--- Material ---
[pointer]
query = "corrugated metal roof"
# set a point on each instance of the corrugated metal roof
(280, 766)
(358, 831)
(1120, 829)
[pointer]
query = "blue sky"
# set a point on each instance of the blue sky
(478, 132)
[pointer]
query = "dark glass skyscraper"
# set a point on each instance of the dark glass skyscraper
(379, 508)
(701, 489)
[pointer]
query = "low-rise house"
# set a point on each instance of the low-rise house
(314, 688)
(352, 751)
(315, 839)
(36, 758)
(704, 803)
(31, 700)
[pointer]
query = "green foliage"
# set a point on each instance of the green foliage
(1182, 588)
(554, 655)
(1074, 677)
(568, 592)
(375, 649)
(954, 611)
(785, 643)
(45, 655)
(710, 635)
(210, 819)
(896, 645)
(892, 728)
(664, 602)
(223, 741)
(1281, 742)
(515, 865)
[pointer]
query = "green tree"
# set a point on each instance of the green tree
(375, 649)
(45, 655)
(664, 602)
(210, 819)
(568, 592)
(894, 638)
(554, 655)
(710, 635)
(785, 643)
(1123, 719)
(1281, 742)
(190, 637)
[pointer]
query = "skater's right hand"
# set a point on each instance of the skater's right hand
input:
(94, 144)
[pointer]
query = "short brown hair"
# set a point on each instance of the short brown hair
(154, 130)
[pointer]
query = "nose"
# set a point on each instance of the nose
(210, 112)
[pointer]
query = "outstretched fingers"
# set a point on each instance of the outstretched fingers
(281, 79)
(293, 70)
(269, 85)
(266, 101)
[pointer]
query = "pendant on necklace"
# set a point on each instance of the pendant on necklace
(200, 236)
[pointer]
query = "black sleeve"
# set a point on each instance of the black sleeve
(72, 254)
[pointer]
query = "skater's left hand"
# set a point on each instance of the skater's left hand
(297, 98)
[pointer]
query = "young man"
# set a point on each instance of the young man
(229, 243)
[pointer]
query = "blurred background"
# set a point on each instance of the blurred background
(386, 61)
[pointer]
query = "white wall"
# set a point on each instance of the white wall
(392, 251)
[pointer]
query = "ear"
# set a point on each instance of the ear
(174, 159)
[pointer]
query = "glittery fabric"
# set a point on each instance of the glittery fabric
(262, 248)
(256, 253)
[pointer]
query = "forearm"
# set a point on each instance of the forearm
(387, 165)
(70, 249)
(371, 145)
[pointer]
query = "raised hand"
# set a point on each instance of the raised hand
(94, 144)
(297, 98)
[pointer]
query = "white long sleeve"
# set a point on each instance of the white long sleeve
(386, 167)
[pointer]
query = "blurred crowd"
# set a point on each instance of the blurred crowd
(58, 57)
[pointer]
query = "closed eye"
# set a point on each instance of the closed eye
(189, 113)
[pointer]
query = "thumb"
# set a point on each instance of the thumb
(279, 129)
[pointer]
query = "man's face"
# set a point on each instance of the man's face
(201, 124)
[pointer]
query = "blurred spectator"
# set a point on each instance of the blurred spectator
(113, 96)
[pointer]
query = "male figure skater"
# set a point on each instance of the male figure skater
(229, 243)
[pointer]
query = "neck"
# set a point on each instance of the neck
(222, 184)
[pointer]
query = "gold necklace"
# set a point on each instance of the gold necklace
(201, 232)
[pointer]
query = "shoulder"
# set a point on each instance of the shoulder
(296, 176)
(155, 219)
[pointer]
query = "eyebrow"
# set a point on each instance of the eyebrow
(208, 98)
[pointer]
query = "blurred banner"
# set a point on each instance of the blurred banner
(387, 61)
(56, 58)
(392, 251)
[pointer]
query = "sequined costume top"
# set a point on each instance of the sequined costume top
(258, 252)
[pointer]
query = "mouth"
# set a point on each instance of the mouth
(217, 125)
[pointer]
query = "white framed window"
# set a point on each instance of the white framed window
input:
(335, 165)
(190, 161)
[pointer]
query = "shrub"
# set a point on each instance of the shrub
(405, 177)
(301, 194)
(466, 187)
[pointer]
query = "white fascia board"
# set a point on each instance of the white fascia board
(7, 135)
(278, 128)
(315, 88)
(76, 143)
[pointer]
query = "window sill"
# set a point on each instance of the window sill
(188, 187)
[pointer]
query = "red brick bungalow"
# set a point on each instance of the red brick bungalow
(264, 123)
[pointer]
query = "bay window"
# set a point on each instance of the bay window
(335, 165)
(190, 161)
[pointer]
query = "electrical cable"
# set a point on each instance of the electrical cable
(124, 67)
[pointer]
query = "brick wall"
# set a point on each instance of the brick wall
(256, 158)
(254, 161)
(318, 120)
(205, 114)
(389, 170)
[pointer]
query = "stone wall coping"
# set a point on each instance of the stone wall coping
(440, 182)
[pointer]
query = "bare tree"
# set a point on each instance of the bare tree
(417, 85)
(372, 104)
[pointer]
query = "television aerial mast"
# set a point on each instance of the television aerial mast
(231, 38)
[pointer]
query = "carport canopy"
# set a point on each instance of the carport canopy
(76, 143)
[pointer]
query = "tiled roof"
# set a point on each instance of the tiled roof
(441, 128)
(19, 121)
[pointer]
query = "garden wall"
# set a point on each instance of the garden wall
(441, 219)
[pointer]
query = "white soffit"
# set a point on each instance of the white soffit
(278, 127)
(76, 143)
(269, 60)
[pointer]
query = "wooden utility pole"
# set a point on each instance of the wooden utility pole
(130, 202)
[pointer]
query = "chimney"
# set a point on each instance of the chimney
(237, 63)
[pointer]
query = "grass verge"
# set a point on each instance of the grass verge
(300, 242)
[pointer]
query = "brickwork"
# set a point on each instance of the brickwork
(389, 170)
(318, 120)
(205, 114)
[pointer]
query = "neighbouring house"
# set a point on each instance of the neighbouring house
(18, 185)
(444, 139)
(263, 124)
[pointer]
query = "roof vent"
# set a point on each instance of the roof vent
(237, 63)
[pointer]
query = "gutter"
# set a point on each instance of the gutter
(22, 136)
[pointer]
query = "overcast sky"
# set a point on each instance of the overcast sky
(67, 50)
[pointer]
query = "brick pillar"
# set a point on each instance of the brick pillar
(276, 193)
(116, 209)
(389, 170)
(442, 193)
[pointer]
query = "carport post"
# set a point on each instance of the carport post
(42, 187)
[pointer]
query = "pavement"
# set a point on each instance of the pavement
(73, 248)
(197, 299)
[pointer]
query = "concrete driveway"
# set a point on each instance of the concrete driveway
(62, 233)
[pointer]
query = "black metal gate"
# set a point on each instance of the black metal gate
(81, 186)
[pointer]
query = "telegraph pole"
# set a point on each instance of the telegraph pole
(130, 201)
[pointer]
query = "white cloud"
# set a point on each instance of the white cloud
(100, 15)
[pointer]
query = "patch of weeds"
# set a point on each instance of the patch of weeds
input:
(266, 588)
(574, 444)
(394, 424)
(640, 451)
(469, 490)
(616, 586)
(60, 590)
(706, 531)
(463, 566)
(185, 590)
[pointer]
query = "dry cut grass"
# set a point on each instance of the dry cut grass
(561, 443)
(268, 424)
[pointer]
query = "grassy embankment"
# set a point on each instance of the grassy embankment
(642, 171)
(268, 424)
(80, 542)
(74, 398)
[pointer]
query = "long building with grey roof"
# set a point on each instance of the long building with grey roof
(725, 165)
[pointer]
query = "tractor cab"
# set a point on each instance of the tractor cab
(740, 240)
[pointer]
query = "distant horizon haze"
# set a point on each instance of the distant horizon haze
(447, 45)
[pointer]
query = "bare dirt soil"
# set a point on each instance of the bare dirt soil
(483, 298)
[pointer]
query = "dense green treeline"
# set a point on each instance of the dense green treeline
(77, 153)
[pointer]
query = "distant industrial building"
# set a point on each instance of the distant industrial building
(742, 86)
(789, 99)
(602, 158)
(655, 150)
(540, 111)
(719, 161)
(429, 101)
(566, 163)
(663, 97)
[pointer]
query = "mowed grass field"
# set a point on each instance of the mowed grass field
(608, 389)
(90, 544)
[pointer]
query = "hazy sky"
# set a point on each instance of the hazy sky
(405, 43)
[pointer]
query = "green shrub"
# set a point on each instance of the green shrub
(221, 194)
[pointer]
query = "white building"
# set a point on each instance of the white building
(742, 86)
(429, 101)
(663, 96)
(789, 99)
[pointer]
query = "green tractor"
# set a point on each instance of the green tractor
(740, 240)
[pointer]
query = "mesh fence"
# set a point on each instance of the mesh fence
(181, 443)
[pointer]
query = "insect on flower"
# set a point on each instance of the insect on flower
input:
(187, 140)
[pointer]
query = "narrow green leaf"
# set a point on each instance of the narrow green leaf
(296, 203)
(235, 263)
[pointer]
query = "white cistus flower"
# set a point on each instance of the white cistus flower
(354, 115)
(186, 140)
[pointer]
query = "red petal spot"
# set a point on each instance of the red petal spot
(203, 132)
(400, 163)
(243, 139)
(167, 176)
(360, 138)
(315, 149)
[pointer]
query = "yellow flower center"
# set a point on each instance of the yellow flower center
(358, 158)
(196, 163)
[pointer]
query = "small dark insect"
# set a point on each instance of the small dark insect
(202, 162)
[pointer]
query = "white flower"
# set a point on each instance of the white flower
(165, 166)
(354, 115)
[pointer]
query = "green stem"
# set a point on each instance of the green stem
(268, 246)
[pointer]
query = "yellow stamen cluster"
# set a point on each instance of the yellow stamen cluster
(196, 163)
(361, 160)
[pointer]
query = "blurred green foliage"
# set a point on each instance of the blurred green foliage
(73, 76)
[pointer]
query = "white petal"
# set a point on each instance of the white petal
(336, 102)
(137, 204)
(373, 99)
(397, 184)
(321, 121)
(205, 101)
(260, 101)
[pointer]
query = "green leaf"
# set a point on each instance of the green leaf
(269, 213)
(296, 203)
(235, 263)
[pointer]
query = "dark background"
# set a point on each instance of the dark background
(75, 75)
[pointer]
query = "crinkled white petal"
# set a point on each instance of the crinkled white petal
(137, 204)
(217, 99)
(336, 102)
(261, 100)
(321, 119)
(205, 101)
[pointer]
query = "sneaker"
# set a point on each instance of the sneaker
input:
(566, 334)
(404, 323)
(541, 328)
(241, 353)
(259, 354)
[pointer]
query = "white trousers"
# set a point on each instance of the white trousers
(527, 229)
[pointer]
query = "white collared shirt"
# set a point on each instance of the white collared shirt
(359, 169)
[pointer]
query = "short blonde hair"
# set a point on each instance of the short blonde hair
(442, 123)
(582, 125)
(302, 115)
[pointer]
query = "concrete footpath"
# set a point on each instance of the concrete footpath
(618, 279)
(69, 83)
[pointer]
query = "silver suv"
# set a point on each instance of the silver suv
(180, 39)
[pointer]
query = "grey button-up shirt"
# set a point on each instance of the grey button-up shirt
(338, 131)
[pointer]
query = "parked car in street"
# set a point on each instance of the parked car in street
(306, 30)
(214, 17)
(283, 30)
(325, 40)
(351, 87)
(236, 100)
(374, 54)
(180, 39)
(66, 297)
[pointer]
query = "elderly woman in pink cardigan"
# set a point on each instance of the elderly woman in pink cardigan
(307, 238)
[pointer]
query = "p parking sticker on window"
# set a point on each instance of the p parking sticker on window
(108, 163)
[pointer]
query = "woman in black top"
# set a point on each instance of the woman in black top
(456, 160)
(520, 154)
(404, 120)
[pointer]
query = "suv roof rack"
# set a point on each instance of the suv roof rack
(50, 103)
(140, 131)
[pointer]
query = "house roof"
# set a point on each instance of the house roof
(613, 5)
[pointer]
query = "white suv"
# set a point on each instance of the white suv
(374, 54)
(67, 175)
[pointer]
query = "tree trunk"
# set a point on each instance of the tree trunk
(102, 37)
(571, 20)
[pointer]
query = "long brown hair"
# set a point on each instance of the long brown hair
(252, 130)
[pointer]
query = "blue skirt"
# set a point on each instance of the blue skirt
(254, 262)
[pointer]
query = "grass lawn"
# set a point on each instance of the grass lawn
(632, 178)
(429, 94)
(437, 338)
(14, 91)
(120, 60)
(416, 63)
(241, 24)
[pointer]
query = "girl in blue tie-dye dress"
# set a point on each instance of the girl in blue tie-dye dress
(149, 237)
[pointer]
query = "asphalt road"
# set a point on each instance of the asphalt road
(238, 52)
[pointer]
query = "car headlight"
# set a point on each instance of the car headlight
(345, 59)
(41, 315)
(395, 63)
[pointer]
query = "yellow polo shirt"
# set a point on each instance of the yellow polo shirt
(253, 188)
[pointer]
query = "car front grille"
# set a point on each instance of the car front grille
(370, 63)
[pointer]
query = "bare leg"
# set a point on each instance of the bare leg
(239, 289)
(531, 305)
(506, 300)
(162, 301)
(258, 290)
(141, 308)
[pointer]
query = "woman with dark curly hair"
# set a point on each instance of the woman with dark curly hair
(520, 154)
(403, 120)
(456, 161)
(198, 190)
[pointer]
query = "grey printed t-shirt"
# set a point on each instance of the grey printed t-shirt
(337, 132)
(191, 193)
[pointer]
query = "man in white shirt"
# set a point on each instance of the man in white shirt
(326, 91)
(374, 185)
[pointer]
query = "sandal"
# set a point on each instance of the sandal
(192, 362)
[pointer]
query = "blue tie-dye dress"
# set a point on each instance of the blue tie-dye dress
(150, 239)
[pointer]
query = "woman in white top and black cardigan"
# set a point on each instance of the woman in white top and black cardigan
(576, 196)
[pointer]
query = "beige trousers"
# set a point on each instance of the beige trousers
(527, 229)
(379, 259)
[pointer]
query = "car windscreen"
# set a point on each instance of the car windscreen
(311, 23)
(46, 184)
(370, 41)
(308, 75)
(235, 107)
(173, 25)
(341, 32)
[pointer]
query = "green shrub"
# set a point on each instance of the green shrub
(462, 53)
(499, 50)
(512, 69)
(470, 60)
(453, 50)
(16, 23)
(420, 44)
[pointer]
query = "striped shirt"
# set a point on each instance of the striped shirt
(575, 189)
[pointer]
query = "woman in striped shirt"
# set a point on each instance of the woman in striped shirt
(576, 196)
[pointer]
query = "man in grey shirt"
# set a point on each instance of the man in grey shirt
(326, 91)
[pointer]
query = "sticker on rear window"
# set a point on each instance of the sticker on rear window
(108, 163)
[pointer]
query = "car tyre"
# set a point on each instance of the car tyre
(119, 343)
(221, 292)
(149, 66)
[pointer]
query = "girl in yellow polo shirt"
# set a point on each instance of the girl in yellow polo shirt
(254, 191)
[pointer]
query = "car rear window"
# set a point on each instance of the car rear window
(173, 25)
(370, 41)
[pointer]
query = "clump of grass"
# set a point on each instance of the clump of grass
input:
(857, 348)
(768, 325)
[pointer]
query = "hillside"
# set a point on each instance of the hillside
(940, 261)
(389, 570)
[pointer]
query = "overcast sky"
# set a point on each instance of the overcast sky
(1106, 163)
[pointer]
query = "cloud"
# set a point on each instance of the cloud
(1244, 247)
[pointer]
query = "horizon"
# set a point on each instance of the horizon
---
Objective >>
Please gather every line in the listing above that contains the string "window", copying each line in full. The match is case-sensitive.

Full response >>
query = "white framed window"
# set a point on each instance of the white framed window
query = "window sill"
# set a point on each instance of the window sill
query = "bay window"
# set a point on each instance of the bay window
query = "p parking sticker on window"
# set a point on each instance of the p parking sticker on window
query = "sticker on rear window"
# set a point on each instance of the sticker on rear window
query = "car rear window"
# set a point on each instance of the car rear window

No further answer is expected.